Document passage
Also I would guess tests are in need for this fix.

philltran’s picture

I have been running into the same issue.

Thanks for posting up your fix. Arbitrarily parsing the data as json scares me as we have no control on what is coming back from the oembed provider especially if the provider is not YouTube.

Oddly add `&format=json` to the end of the youtube oembed url does not change the content-type header.

almunnings’s picture

Related issue upstream on Google

https://issuetracker.google.com/issues/174576256

randell’s picture

#4 patch works for Drupal 9.0.8.

chrisfromredfin’s picture

I discovered similar. The site I'm working on is peppered with YouTube videos, and this exception was whitescreening any page with this. I assume YouTube will fix their header at some point in the nearish future, but until then, I did similar:

+    elseif (strstr($format, 'text/html')) {
+      @json_decode($content);
+      if (json_last_error() == JSON_ERROR_NONE) {
+        $data = Json::decode($content);
+      }
+      else {
+        // Bat country.
+        throw new ResourceException('The fetched resource did not have a valid Content-Type header.', $url);
+      }
+    }

The more correct thing would probably be to wrap the logic for attempted JSON parsing in it's own function, like isJson(), but I didn't know where that should live in Drupal - a utility class, or just a private method on this class or what...

larowlan’s picture

Status: Active » Postponed
Issue tags: +Bug Smash Initiative

This is an upstream bug

AnticoVeneziano’s picture

didn't worked form (drupal 9.1)
not able to patch: "error: input non riconosciuto"
patch applied by hand: video don't show...
sorry

LOBsTerr’s picture

It's also happens for Drupal 8.9

philltran’s picture

I applied patch #4 and it is working for me on 8.9 as a temporary measure until google corrects the upstream issue.

stuckinconcretejungle’s picture

I applied patch #4 and it is working for me on 8.9 too, thanks.

TechnoTim2010’s picture

I am seeing the same issue, have a site making heavy use of youtube oembeds to show online content for an offline theatre due to COVID.

More annoyingly destroys our advent calendar.

I was wondering why noone was watching the videos.
Running 8.9.10

Tried patch #4 but not solved the issue.

TechnoTim2010’s picture

From related issue https://www.drupal.org/project/drupal/issues/3186164#comment-13925067
This drush command fixed it for me.
drush cset media.settings oembed_providers_url https://gist.githubusercontent.com/Berdir/75849d8b01bafbb15264bd93ced5a2f2/raw/3f20bd0a163f71fa46a1b80dc53fd08890dfc36e/providers.json
Thanks to @mathieucarset

benjarlett’s picture

Whatever that juju is in #15 it's impressive and worked for me too :)

Sergiy Bovdyr’s picture

Thank you so much! Fix number 4 works for me (Drupal 9.1). Added this to my file composer.json and run composer update.

Data extracts
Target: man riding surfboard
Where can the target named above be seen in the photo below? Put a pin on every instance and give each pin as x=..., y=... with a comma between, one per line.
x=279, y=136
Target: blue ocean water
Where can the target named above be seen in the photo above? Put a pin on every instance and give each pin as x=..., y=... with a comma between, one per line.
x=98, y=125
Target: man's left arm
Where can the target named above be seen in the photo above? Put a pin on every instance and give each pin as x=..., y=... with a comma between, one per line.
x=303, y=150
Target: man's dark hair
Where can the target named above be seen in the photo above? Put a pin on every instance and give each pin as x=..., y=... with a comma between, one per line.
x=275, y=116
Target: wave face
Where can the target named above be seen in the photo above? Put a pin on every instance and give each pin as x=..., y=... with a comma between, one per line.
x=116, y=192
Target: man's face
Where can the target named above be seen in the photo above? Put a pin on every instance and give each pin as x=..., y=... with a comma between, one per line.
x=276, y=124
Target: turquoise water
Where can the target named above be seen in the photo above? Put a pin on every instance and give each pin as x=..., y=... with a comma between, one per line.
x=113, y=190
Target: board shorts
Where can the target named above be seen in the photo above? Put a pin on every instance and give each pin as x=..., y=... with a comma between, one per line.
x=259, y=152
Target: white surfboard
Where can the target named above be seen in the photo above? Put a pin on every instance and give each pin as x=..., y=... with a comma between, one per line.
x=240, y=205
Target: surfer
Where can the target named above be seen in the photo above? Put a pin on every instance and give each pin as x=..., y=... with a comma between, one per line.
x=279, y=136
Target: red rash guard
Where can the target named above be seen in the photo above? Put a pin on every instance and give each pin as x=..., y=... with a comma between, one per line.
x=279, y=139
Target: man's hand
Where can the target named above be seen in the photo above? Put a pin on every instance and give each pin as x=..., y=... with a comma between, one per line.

Exercise set
[1] List every web address that appears in the YouTube oEmbed thread.
[2] Please proceed with the YouTube oEmbed thread, picking up right after its final comment.

Solved problems
[1]
https://issuetracker.google.com/issues/174576256
https://www.drupal.org/project/drupal/issues/3186164#comment-13925067
https://gist.githubusercontent.com/Berdir/75849d8b01bafbb15264bd93ced5a2f2/raw/3f20bd0a163f71fa46a1b80dc53fd08890dfc36e/providers.json

[2]
    "require": {
        "cweagans/composer-patches": "^1.6",

   -- // --

        "patches": {
            "drupal/core": {
                "view() error": "https://www.drupal.org/files/issues/2020-12-04/3186415-8.9.x-youtube-headers-html.patch"
            }
        }
Sergiy Bovdyr’s picture

AnticoVeneziano’s picture

even the #17 didn't work... patch correctly applied by composer
(cache cleaned five or six times...) nothing happens
still same error
it's incredible! a lot of videos to show...

AndrewsizZ’s picture

Patch works for drupal 9. Seems like youtube today changed API

meder’s picture

#4 (= #17) worked for me at Drupal 9.1

sense-design’s picture

Patch #4 works for me on Drupal 8.9.11

Alejo D’s picture

I agreed with this patch, i did the same workaround to fix it but seems like a final solution because YouTube now returns a JSON as text/html.

Tested #4 on D 9.1

danheisel’s picture

Thanks!!! Patch in #4 works brilliantly with 8.9.11. Saved me from a few hours of trouble shooting this morning. Cheers!!

komlenic’s picture

It's probably not necessary, but I'll add another confirmation that the patch in #4 fixes this on 8.9.10 and 8.9.11.

MariaJ’s picture

Patch #4 works for me, Drupal 8.9.6
Thanks!!

othermachines’s picture

I just ran into this as well. Patch in #4 works great as a temporary fix while things get fixed upstream. Thanks!

cilefen’s picture

I would change the exception message in #4 to simply "The fetched resource could not be parsed as JSON." if this becomes a permanent fix. The reason for that is that text/html actually would be a valid Content-Type header according to the new code.

philltran’s picture

Google has responded to the issue created regarding this issue. A fix is supposed to be released on Monday.

https://issuetracker.google.com/issues/174576256

ksenzee’s picture

#28 Adding this workaround to Drupal doesn't make JSON served as text/html into a valid oEmbed response. It's just an invalid response we have a workaround for. As it happens, we already have a couple of workarounds in that code: we allow for application/xml and text/javascript Content-Type headers, but if servers return anything but application/json or text/xml, they're violating section 2.3 of the oEmbed spec. I think the exception message is okay as is.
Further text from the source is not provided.